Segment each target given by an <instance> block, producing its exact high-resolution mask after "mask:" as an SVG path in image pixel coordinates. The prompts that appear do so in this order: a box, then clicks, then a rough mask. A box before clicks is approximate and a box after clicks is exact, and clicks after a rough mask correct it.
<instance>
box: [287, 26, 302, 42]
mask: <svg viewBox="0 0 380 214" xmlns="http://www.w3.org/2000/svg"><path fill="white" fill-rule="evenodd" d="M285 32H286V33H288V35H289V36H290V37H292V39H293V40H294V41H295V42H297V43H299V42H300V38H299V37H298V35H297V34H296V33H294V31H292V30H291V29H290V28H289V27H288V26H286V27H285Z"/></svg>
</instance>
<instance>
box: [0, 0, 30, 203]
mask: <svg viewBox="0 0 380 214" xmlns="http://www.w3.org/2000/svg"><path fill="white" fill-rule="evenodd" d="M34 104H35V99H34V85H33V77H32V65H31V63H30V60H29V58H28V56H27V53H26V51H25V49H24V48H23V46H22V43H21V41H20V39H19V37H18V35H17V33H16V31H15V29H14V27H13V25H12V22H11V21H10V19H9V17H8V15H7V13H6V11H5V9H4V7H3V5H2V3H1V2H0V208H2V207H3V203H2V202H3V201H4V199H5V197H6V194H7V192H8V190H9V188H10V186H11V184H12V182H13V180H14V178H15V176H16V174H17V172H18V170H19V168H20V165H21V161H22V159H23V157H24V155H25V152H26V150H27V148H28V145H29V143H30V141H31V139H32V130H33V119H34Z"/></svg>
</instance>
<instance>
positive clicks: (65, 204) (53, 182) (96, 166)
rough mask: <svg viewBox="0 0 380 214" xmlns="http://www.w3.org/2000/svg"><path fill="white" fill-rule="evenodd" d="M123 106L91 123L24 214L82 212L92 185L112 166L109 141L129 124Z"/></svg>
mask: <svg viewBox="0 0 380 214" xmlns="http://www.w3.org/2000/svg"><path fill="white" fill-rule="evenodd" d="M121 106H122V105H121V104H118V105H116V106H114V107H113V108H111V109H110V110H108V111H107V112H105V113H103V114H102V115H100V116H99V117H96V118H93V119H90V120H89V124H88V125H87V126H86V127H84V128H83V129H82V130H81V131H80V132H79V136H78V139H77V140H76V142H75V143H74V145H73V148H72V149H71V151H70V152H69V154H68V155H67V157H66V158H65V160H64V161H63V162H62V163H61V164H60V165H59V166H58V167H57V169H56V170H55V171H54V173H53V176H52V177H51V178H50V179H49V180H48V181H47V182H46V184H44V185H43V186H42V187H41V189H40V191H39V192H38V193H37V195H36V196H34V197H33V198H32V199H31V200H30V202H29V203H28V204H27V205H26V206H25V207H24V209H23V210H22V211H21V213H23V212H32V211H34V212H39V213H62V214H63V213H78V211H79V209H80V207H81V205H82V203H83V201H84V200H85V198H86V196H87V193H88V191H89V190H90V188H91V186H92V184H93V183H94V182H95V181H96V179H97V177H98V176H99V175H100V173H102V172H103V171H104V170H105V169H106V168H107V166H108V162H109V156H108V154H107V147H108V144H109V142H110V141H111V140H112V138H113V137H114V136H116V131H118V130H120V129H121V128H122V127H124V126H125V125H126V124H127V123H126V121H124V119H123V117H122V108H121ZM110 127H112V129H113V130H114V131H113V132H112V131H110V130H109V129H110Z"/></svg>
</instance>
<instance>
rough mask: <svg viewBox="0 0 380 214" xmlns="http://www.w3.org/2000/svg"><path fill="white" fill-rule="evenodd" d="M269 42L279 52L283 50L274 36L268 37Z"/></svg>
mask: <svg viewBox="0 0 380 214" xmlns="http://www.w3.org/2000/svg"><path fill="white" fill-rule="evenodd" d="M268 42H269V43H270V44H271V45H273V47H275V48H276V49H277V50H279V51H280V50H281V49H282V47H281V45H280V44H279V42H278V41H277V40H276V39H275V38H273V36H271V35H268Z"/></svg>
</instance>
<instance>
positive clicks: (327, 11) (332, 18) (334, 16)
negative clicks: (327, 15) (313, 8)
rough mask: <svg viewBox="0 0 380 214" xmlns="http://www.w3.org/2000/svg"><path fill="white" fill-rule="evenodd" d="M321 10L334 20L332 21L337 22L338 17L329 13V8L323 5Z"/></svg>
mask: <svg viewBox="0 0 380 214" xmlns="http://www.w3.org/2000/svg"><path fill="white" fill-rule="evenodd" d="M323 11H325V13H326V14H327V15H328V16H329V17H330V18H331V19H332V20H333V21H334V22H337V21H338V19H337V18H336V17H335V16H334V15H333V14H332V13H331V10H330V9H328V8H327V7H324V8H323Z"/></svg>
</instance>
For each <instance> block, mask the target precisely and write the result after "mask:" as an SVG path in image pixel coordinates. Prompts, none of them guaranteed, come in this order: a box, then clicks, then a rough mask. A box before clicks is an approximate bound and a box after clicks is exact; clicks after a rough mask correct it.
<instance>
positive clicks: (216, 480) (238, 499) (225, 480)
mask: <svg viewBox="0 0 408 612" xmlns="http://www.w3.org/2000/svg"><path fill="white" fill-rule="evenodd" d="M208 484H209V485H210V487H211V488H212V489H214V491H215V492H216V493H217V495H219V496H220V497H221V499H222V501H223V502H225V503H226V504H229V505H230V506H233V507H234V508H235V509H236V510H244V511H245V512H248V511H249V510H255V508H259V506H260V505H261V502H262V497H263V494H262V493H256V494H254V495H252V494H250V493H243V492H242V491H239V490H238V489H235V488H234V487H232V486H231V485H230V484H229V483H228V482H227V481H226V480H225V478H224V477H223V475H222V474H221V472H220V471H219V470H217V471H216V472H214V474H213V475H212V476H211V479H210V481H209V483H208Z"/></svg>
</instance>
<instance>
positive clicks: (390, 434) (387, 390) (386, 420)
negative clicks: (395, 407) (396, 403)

********

**Work to complete**
Rewrite the listing above as a JSON list of strings, one string per line, with blank lines omitted.

**Result**
[
  "Segment each target given by an <instance> block, producing its exact high-resolution mask after \"mask:\" as an SVG path in image pixel coordinates. The prompts that appear do so in this order: a box, then clicks, then a rough mask. A box before clicks is approximate and a box after clicks is exact, and clicks after a rough mask correct it.",
  "<instance>",
  "box: [287, 26, 302, 42]",
  "mask: <svg viewBox=\"0 0 380 214\" xmlns=\"http://www.w3.org/2000/svg\"><path fill=\"white\" fill-rule=\"evenodd\" d=\"M285 32H286V33H288V35H289V36H290V37H292V39H293V40H294V41H295V42H297V43H299V42H300V38H299V37H298V35H297V34H296V33H294V31H292V30H291V29H290V28H289V27H288V26H286V27H285Z\"/></svg>",
  "</instance>",
  "<instance>",
  "box: [0, 0, 30, 203]",
  "mask: <svg viewBox=\"0 0 380 214\" xmlns=\"http://www.w3.org/2000/svg\"><path fill=\"white\" fill-rule=\"evenodd\" d=\"M34 104H35V99H34V85H33V77H32V65H31V63H30V60H29V58H28V56H27V53H26V51H25V49H24V48H23V46H22V43H21V41H20V39H19V37H18V35H17V33H16V31H15V29H14V27H13V25H12V22H11V21H10V19H9V17H8V15H7V13H6V11H5V9H4V7H3V5H2V3H1V2H0V208H2V207H3V203H2V202H3V201H4V199H5V197H6V194H7V192H8V190H9V188H10V186H11V184H12V182H13V180H14V178H15V176H16V174H17V172H18V170H19V168H20V165H21V161H22V159H23V157H24V155H25V152H26V150H27V148H28V145H29V143H30V141H31V139H32V130H33V119H34Z\"/></svg>",
  "</instance>",
  "<instance>",
  "positive clicks: (65, 204) (53, 182) (96, 166)",
  "rough mask: <svg viewBox=\"0 0 380 214\" xmlns=\"http://www.w3.org/2000/svg\"><path fill=\"white\" fill-rule=\"evenodd\" d=\"M123 106L91 123L24 214L82 212L92 185L112 166L109 141L129 124Z\"/></svg>",
  "mask: <svg viewBox=\"0 0 380 214\" xmlns=\"http://www.w3.org/2000/svg\"><path fill=\"white\" fill-rule=\"evenodd\" d=\"M121 106H122V105H121V104H118V105H116V106H114V107H113V108H111V109H110V110H108V111H107V112H105V113H103V114H102V115H100V116H99V117H96V118H93V119H90V120H89V124H88V125H87V126H86V127H84V128H83V129H82V130H81V131H80V132H79V136H78V139H77V140H76V142H75V143H74V145H73V148H72V149H71V151H70V152H69V154H68V155H67V157H66V158H65V160H64V161H63V162H62V163H61V164H60V165H59V166H58V167H57V169H56V170H55V171H54V173H53V176H52V177H51V178H50V179H49V180H48V181H47V182H46V184H44V185H43V186H42V187H41V189H40V191H39V192H38V193H37V195H36V196H34V197H33V198H32V199H31V200H30V202H29V203H28V204H27V205H26V206H25V207H24V209H23V210H22V211H21V213H23V212H32V211H34V212H39V213H62V214H63V213H78V211H79V209H80V207H81V205H82V203H83V201H84V200H85V198H86V196H87V193H88V191H89V190H90V188H91V186H92V184H93V183H94V182H95V181H96V179H97V177H98V176H99V175H100V173H102V172H103V171H104V170H105V169H106V168H107V166H108V162H109V156H108V154H107V147H108V144H109V142H110V141H111V140H112V138H113V137H114V136H116V131H118V130H120V129H121V128H122V127H124V126H125V125H126V124H127V123H126V121H124V119H123V117H122V108H121ZM110 127H112V129H113V130H114V131H113V132H112V131H110V130H109V129H110Z\"/></svg>",
  "</instance>",
  "<instance>",
  "rough mask: <svg viewBox=\"0 0 380 214\" xmlns=\"http://www.w3.org/2000/svg\"><path fill=\"white\" fill-rule=\"evenodd\" d=\"M269 42L279 52L283 50L274 36L268 37Z\"/></svg>",
  "mask: <svg viewBox=\"0 0 380 214\" xmlns=\"http://www.w3.org/2000/svg\"><path fill=\"white\" fill-rule=\"evenodd\" d=\"M268 42H269V43H270V44H271V45H273V47H275V48H276V49H277V50H279V51H280V50H281V49H282V47H281V45H280V44H279V42H278V41H277V40H276V39H275V38H273V36H271V35H268Z\"/></svg>",
  "</instance>",
  "<instance>",
  "positive clicks: (327, 11) (332, 18) (334, 16)",
  "negative clicks: (327, 15) (313, 8)",
  "rough mask: <svg viewBox=\"0 0 380 214\" xmlns=\"http://www.w3.org/2000/svg\"><path fill=\"white\" fill-rule=\"evenodd\" d=\"M321 10L334 20L332 21L337 22L338 17L329 13V8L323 5Z\"/></svg>",
  "mask: <svg viewBox=\"0 0 380 214\" xmlns=\"http://www.w3.org/2000/svg\"><path fill=\"white\" fill-rule=\"evenodd\" d=\"M323 11H325V13H326V14H327V15H328V16H329V17H330V18H331V19H332V20H333V21H334V22H337V21H338V19H337V18H336V17H335V16H334V15H333V14H332V13H331V10H330V9H328V8H327V7H324V8H323Z\"/></svg>",
  "</instance>",
  "For each <instance> block, mask the target precisely and write the result after \"mask:\" as an SVG path in image pixel coordinates. Prompts, none of them guaranteed, come in this order: a box, then clicks, then a rough mask. A box before clicks is an approximate bound and a box after clicks is exact; clicks after a rough mask correct it.",
  "<instance>",
  "positive clicks: (216, 480) (238, 499) (225, 480)",
  "mask: <svg viewBox=\"0 0 408 612\" xmlns=\"http://www.w3.org/2000/svg\"><path fill=\"white\" fill-rule=\"evenodd\" d=\"M208 484H209V485H210V487H211V488H212V489H214V491H215V492H216V493H217V495H219V496H220V497H221V499H222V501H223V502H225V503H226V504H229V505H230V506H233V507H234V508H235V509H236V510H244V511H245V512H248V511H249V510H255V508H259V506H260V505H261V502H262V497H263V494H262V493H256V494H254V495H252V494H250V493H243V492H242V491H239V490H238V489H235V488H234V487H232V486H231V485H230V484H229V483H228V482H227V481H226V480H225V478H224V477H223V475H222V474H221V472H220V471H219V470H217V471H216V472H214V474H213V475H212V476H211V479H210V481H209V483H208Z\"/></svg>",
  "</instance>",
  "<instance>",
  "positive clicks: (390, 434) (387, 390) (386, 420)",
  "negative clicks: (395, 407) (396, 403)"
]